Текст для чтения =
§

Были, конечно, дни, когда он грустил, и тогда мы не занимались. Это было, когда умирал кто-то из соседей по палате. Помню, он сдружился с одним тоже удивительным и интересным человеком. Когда тот умирал, в палате было очень тихо; мы долго сидели молча, и я видела, как сильно переживает и сострадает ему Владимир. А за то время, пока Владимир находился на этом «корабле», так много человек умерло, и всех он, можно сказать, провожал в последний путь, а с некоторыми из них успел особенно сблизиться. Как-то в беседе он сказал, что помнит каждого…
Несколько раз по поводу Владимира я подходила к главврачу и «доставала» его одним и тем же вопросом: «Скажите, может случиться такое, что Владимир выздоровеет и выйдет из хосписа? Вот смотрите: уже сколько месяцев, несмотря на врачебные прогнозы, живет. Он оптимист, верит в Бога, похоже, что он Божий человек, с ним ведь может произойти чудо?» И главврач, уставший от такого рода вопросов, задаваемых ему на протяжении многих лет, каждый раз терпеливо и по-доброму отвечал: «Нет, не может. Такого не бывает и не может быть — не надейтесь».
Летом меня вызвали на выездную работу на три месяца. Я зашла в хоспис попрощаться с его жителями. Зашла и к Владимиру. Мы с ним особенно долго тогда разговаривали. От мысли, что, возможно, я вижу его в последний раз, у меня больно сжималось сердце. А Владимир был, как всегда, настроен оптимистично.
После моего возвращения я встретилась с главврачом хосписа. Мы с ним разговаривали, и я ловила себя на том, что мне очень страшно спросить его о Владимире. С каким же удивлением и огромной радостью я услышала, что он жив, что его выписали! «Доктор, а Вы помните, как говорили, что чудес не бывает? А ведь случилось же Чудо, настоящее Чудо!».

§

Исходные данные =
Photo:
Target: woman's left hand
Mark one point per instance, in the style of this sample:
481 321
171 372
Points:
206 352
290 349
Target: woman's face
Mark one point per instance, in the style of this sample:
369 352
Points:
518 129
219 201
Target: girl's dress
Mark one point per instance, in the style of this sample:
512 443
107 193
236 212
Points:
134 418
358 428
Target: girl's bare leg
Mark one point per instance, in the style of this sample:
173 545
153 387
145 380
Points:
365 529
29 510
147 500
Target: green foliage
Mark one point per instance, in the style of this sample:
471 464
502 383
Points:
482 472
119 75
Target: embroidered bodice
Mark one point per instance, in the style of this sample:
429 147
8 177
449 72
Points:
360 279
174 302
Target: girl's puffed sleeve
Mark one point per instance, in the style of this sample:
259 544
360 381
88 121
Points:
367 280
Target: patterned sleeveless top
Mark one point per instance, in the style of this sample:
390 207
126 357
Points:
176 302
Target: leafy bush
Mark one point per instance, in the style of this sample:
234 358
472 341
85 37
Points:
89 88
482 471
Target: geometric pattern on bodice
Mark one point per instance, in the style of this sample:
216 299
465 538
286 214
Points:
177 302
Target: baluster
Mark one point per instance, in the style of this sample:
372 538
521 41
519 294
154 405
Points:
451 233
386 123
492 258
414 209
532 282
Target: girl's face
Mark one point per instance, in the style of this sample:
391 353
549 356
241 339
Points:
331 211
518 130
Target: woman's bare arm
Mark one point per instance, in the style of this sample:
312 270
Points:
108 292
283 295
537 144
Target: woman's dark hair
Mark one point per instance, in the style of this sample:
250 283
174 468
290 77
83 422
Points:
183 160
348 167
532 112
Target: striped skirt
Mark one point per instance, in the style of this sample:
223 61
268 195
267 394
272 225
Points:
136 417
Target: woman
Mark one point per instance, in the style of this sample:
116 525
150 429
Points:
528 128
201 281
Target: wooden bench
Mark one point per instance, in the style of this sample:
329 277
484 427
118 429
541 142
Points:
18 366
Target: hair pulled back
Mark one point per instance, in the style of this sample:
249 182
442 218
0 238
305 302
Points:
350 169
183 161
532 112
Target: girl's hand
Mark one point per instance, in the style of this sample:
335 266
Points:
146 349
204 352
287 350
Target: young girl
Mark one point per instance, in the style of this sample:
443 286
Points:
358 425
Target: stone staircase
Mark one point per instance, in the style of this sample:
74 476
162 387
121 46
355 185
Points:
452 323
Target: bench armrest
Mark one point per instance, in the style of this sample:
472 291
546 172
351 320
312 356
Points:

§

Задания =
a) На какой срок летом вызвали на выездную работу, согласно тексту для чтения?
b) Воспроизведите без изменений фрагмент текста для чтения между словами «Летом меня вызвали» и «всегда, настроен оптимистично.» включительно.

Ответы =
a) На три месяца.

b)
Летом меня вызвали на выездную работу на три месяца. Я зашла в хоспис попрощаться с его жителями. Зашла и к Владимиру. Мы с ним особенно долго тогда разговаривали. От мысли, что, возможно, я вижу его в последний раз, у меня больно сжималось сердце. А Владимир был, как всегда, настроен оптимистично.